__WHAT YOU ARE ASKED TO DO__: Below is the data. Give it again, complete and exact.

__MATERIAL FOR THIS EXERCISE__:

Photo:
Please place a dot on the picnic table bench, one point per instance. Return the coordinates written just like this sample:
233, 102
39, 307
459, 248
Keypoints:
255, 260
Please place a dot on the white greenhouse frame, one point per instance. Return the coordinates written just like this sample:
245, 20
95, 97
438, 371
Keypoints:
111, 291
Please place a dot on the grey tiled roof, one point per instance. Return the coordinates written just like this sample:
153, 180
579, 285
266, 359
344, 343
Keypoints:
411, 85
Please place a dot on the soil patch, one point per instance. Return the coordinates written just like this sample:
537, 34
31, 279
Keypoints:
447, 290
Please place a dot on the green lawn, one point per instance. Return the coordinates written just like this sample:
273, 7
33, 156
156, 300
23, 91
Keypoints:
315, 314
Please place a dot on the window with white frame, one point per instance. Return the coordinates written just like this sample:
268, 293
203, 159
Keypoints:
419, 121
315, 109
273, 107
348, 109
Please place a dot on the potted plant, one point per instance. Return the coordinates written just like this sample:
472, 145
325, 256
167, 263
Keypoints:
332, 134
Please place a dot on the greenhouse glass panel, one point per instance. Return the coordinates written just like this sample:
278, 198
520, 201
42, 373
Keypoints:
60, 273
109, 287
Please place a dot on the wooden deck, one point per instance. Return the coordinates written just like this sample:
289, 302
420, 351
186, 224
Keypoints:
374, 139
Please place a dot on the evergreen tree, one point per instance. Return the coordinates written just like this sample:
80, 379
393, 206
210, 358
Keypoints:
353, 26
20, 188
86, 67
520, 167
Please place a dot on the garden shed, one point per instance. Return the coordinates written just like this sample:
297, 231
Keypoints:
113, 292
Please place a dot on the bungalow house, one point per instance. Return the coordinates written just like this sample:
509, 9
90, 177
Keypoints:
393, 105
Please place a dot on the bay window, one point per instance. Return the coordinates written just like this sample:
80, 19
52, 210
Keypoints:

__WORKED ANSWER__:
Photo:
Please place a dot on the picnic table bench, one point per instance. Return the coordinates written just like this sample:
233, 102
39, 307
459, 248
Keypoints:
255, 260
Please place a dot on the white greenhouse frame, one point per instance. Return the coordinates written just like this sample:
245, 20
95, 97
438, 371
Keypoints:
111, 291
Please place a dot on the grey tiled roof, one point per instance. Return the coordinates written just like this sample:
153, 180
579, 285
266, 359
344, 343
Keypoints:
411, 85
Please place a dot on the soil patch, one point per instance. Return the coordinates written just like this sample:
537, 34
31, 279
Keypoints:
447, 290
Please place a dot on the green lawn, one point per instance. Return the coordinates written just like this sample:
273, 7
33, 156
156, 300
23, 91
Keypoints:
315, 314
Please place a dot on the window with white frame, one point per instance. Return the coordinates written just like this sample:
268, 293
203, 159
Keypoints:
419, 121
315, 109
273, 107
348, 109
Please place a dot on the potted plant, one point per instance. Return the coordinates written just like this sample:
472, 145
325, 256
167, 263
Keypoints:
332, 134
Please place a dot on the greenhouse glass panel, one point per instance. Return the coordinates written just like this sample:
278, 198
520, 201
42, 373
Keypoints:
60, 273
109, 287
Please place a dot on the wooden deck, one point per instance. Return the coordinates written just like this sample:
289, 302
420, 351
186, 224
Keypoints:
374, 139
Please place a dot on the evergreen tree, one point per instance. Return the coordinates written just like this sample:
80, 379
393, 206
210, 358
Keypoints:
353, 26
20, 188
86, 67
520, 167
Please place a dot on the garden shed, one point per instance. Return the coordinates written just like this sample:
297, 231
Keypoints:
113, 292
Please place a dot on the bungalow house, one point per instance. Return the coordinates written just like this sample:
509, 9
90, 177
Keypoints:
393, 105
Please place a dot on the bay window, one point per instance. Return the coordinates written just like this sample:
80, 19
52, 210
Keypoints:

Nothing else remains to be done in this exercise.